- ENTRIES -
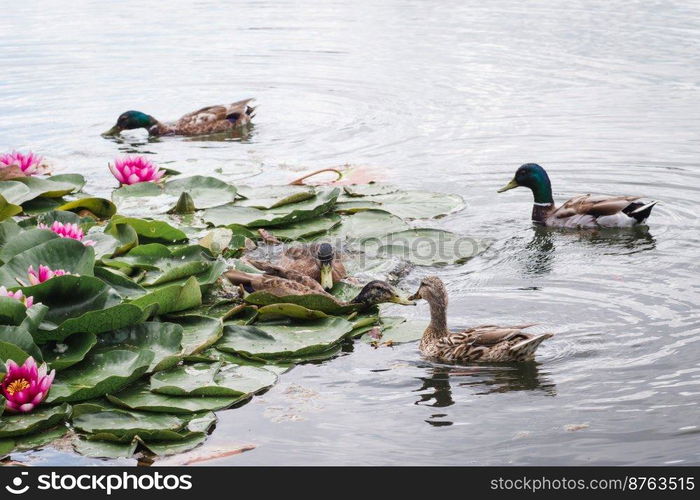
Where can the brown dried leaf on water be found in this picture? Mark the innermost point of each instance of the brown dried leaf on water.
(206, 453)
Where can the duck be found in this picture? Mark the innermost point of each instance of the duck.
(294, 283)
(318, 261)
(485, 343)
(583, 211)
(209, 120)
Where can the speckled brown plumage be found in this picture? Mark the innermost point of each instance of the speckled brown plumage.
(481, 343)
(209, 120)
(302, 259)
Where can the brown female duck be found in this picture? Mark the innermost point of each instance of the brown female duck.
(489, 343)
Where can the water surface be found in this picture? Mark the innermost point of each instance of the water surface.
(449, 96)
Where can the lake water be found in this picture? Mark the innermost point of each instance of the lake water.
(448, 96)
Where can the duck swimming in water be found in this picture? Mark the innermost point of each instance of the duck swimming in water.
(205, 121)
(488, 343)
(583, 211)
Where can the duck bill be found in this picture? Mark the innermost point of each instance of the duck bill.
(397, 299)
(113, 131)
(511, 185)
(326, 276)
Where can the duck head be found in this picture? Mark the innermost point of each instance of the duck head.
(131, 120)
(532, 176)
(325, 256)
(377, 292)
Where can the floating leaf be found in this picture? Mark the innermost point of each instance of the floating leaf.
(272, 341)
(150, 230)
(27, 423)
(163, 339)
(212, 379)
(69, 352)
(173, 298)
(286, 214)
(60, 253)
(102, 372)
(139, 397)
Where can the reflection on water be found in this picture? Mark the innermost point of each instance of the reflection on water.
(606, 107)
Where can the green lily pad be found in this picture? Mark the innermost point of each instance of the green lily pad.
(104, 209)
(266, 197)
(199, 332)
(73, 350)
(139, 397)
(405, 204)
(173, 298)
(27, 423)
(124, 426)
(150, 231)
(60, 253)
(285, 214)
(163, 339)
(104, 449)
(306, 228)
(100, 373)
(266, 313)
(271, 341)
(364, 225)
(212, 379)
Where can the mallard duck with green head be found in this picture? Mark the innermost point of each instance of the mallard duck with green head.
(205, 121)
(318, 261)
(583, 211)
(488, 343)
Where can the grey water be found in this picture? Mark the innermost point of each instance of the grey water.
(448, 96)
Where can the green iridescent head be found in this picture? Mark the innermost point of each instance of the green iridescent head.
(131, 120)
(532, 176)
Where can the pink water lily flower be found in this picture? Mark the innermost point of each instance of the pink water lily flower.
(28, 163)
(26, 386)
(45, 273)
(27, 301)
(67, 230)
(135, 169)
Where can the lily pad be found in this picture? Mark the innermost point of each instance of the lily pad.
(100, 207)
(212, 379)
(163, 339)
(306, 228)
(151, 231)
(139, 397)
(266, 197)
(274, 341)
(27, 423)
(279, 216)
(123, 426)
(73, 350)
(199, 332)
(173, 298)
(102, 372)
(206, 192)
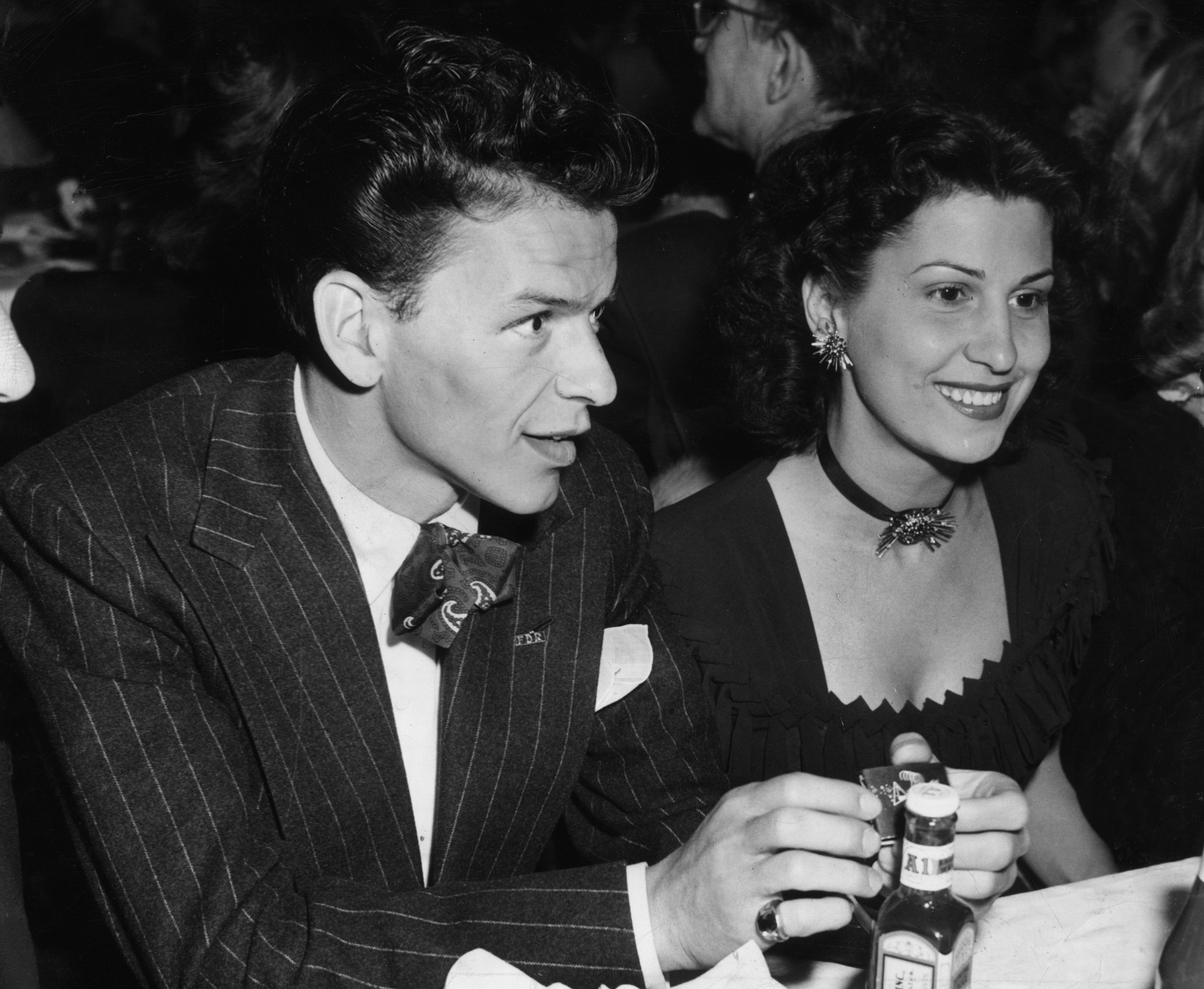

- INSTRUCTIONS FOR THE TASK -
Convert the lines above into a numbered list, skipping blank lines and leaving the pictures out.

- FULL SOLUTION -
1. Where can the brown dried leaf on water be found in this picture? Mark the innermost point of each instance of the brown dried leaf on water.
2. (206, 453)
3. Where can the duck be found in this picture? Mark the innermost point of each instance of the duck.
4. (294, 283)
5. (318, 261)
6. (485, 343)
7. (583, 211)
8. (209, 120)
9. Where can the speckled brown plumage be found in this picture? Mark the innermost point of each instance of the speckled brown plumage.
10. (481, 343)
11. (209, 120)
12. (302, 259)
13. Where can the brown female duck be found in this picture? Mark the innermost point of each instance of the brown female duck.
14. (489, 343)
15. Where can the water surface be found in this picture? Mark the innermost point of each instance of the water surface.
16. (449, 96)
17. Where can the lake water be found in this picture? Mark the innermost point of each instance of the lake water.
18. (448, 96)
19. Where can the duck swimming in water be found in this picture? Mark the innermost point of each instance of the duck swimming in water.
20. (205, 121)
21. (488, 343)
22. (583, 211)
23. Where can the duck bill be found in this picture? Mark the innermost point of each instance of the duck bill.
24. (397, 299)
25. (113, 131)
26. (511, 185)
27. (326, 276)
28. Where can the duck head be found in this picture? Mark the innermost point of each instance of the duck head.
29. (131, 120)
30. (532, 176)
31. (325, 256)
32. (377, 292)
33. Where can the floating leaf be found in this picture? Mark the innermost point of each instance of the floating leaf.
34. (272, 341)
35. (150, 230)
36. (27, 423)
37. (163, 339)
38. (212, 379)
39. (69, 352)
40. (173, 298)
41. (286, 214)
42. (60, 253)
43. (102, 372)
44. (139, 397)
45. Where can the reflection on water be found in this picture? Mark the innermost point of each instance of the reflection on water.
46. (606, 107)
47. Where can the green lily pad be found in this picture? Mark the innermost point of each instance of the green lily pad.
48. (104, 209)
49. (266, 197)
50. (199, 332)
51. (73, 350)
52. (139, 397)
53. (405, 204)
54. (173, 298)
55. (27, 423)
56. (124, 426)
57. (150, 231)
58. (60, 253)
59. (285, 214)
60. (163, 339)
61. (104, 449)
62. (306, 228)
63. (100, 373)
64. (266, 313)
65. (271, 341)
66. (364, 225)
67. (212, 379)
68. Where can the mallard duck with green head be found in this picture? Mark the innermost point of each instance of the mallard duck with green head.
69. (205, 121)
70. (318, 261)
71. (583, 211)
72. (488, 343)
73. Where can the grey water be found in this picture? Mark the innermost point of each instance of the grey water.
74. (448, 96)
75. Where can the green iridescent head be found in this picture? Mark the innermost point of each instance of the green iridescent head.
76. (131, 120)
77. (532, 176)
78. Where can the pink water lily flower be found in this picture? Mark the innermost point of each instance of the pink water lily flower.
79. (28, 163)
80. (26, 386)
81. (45, 273)
82. (27, 301)
83. (67, 230)
84. (135, 169)
85. Where can the lily pad be found in this picture? Mark the innermost point of each instance of the lily pad.
86. (100, 207)
87. (212, 379)
88. (163, 339)
89. (306, 228)
90. (151, 231)
91. (139, 397)
92. (266, 197)
93. (274, 341)
94. (27, 423)
95. (279, 216)
96. (123, 426)
97. (73, 350)
98. (199, 332)
99. (173, 298)
100. (102, 372)
101. (206, 192)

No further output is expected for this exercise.